• **TASK PROMPT**
Please rewrite every one of the entries below with each "component" switched to "module" and everything else left as it is, and leave out the pictures.

• **DATA TO PROCESS**
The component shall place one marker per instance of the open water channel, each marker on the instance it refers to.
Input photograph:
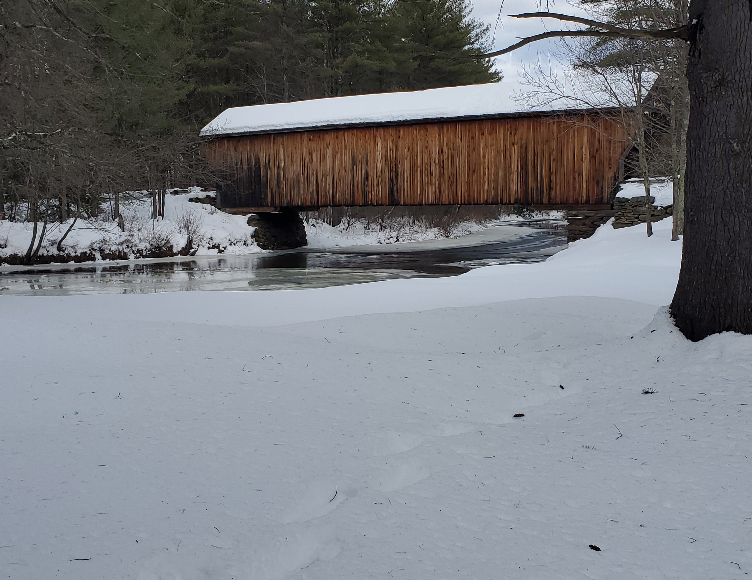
(303, 268)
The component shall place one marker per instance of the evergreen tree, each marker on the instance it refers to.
(442, 43)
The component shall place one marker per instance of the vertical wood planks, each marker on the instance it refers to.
(563, 160)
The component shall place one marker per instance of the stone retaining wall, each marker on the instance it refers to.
(626, 212)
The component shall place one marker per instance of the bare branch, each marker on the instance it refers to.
(607, 30)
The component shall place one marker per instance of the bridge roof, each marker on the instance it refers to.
(471, 101)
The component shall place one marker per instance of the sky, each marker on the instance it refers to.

• **EXERCISE RESPONSE**
The module shall place one marker per instance of the open water channel, each marker on the instance it refers to.
Input photograph:
(303, 268)
The module shall place one marker per instance of the evergreen tree, each marker on the instance it refers to.
(442, 43)
The module shall place one marker per instance of the vertical wood planks, each marker on the instance it refers to.
(563, 160)
The module shall place one marker per instance of the stone retaining wall, each marker on the instance it refers to.
(626, 212)
The module shall place one marker per instance of the bare branch, each marker on the instance it refers to.
(607, 30)
The module shall place one marker per instance of the bridge roof, each marker on the instance it refers to.
(471, 101)
The module shall place one marker per instance of the sky, each marker on the instance it refers to.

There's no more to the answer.